**WHAT TO WORK ON**:
a) Copy the passage of the Bombyx mori text below from "The cocoons can" to "silkworm & almost flightless.".
b) According to the Bombyx mori text below, how many days does a silkworm take after hatching from the egg to mature and start spinning its cocoon?

**STUDY TEXT**:
== Segment start ==

Bombyx mori is the first species you think of when talking about silk farming.
This is because some 96% of the worlds silk production comes from this one species.
Bombyx mori comes from China & is fully domesticated.
It is not sure when this species was first raised for silk, some say 2000 years ago but it is more likely to be 5000 years.
Over the many years Bombyx has been subjected to selective breeding in a very complex way. Who knows how many varieties there are but the gene bank in Japan lists 461pure breed lines alone.
As a result Bombyx mori can be found in many different forms. The silkworms can be anything from pure white to jet black & everything in between.
The cocoons can also be found in many different natural colours from pure white, cream, yellow, gold, green, apricot & even pink.
The moths themselves are small in comparison to the size of the silkworm & almost flightless.
Bombyx mori silkworms will only feed on the foliage from the Mulberry tree.
Traditionally Morus alba, white mulberry foliage is use, however many varieties of mulberry have been developed especially for rearing Bombyx. These produce larger leaves & are more vigorous.
Bombyx silkworms are reared in open trays in warm conditions.....28c is ideal.
Silkworms are fed 5 to 6 times a day with fresh mulberry leaves. From hatching from the egg a silkworms takes 28 days to mature & start spinning it's cocoon.
The moth hatches about 3 weeks later.

== Segment end ==

**RECORDS SHOWN**:
== Segment start ==

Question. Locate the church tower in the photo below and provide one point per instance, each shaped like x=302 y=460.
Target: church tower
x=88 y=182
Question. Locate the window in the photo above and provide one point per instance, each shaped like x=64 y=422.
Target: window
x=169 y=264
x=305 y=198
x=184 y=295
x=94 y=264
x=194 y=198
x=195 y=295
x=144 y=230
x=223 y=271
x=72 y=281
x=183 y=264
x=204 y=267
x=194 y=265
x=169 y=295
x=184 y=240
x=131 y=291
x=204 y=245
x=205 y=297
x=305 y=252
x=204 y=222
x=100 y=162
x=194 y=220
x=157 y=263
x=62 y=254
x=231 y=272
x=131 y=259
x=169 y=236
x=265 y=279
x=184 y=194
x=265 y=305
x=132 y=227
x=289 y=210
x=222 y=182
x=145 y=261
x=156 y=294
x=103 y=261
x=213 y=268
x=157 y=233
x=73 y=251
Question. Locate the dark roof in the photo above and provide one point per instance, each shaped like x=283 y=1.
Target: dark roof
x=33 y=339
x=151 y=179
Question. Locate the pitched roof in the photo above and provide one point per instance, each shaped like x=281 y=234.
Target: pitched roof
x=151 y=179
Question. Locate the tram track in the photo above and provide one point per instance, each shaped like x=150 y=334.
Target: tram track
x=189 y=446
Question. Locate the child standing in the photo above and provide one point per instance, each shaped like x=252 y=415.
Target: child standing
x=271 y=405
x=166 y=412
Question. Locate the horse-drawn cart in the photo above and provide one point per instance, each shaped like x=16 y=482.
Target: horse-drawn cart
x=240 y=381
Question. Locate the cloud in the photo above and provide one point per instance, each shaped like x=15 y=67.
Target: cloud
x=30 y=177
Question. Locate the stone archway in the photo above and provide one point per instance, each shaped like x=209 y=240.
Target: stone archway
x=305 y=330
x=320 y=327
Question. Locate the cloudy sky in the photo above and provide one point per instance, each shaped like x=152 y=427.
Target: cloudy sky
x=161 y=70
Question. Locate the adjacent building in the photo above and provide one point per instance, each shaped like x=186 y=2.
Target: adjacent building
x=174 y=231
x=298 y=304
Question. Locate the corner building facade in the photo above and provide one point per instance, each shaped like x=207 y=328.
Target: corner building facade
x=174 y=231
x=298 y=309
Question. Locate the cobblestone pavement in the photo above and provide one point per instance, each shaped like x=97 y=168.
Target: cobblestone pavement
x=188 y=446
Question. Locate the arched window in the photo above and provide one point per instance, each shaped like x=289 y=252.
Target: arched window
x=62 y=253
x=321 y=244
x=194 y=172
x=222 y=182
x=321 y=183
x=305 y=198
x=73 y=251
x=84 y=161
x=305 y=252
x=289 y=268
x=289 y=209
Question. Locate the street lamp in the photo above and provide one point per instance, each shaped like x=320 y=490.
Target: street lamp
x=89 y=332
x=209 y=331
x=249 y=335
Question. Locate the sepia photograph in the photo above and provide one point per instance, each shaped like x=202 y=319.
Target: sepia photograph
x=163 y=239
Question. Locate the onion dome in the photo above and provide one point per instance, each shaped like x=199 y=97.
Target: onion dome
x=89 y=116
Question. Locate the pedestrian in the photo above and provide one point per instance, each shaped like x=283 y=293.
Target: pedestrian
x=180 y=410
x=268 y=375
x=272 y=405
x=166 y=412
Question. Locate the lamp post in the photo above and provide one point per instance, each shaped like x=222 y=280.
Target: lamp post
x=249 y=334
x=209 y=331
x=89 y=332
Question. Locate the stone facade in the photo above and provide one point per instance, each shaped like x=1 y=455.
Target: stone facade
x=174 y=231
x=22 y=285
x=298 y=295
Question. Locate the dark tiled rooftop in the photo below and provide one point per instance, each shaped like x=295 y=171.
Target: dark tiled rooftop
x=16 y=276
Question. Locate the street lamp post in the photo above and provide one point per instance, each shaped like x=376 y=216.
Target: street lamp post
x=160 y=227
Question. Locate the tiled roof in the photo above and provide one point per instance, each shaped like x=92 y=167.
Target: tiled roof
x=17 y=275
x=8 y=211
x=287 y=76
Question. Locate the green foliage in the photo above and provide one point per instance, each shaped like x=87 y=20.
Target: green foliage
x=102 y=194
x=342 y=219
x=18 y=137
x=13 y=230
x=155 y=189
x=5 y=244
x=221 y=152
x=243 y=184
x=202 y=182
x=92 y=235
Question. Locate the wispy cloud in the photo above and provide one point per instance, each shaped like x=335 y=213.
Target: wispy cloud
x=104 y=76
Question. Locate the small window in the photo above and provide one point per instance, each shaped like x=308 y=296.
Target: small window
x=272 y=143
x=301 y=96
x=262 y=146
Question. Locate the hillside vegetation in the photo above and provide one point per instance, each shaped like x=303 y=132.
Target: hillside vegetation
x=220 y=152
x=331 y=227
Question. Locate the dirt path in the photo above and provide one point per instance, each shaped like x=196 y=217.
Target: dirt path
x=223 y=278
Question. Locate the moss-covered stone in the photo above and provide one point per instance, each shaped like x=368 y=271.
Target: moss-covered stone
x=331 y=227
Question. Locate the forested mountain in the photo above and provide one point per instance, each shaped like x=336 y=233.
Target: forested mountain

== Segment end ==

**EXERCISE RESPONSES**:
a)
The cocoons can also be found in many different natural colours from pure white, cream, yellow, gold, green, apricot & even pink.
The moths themselves are small in comparison to the size of the silkworm & almost flightless.

b) 28 days.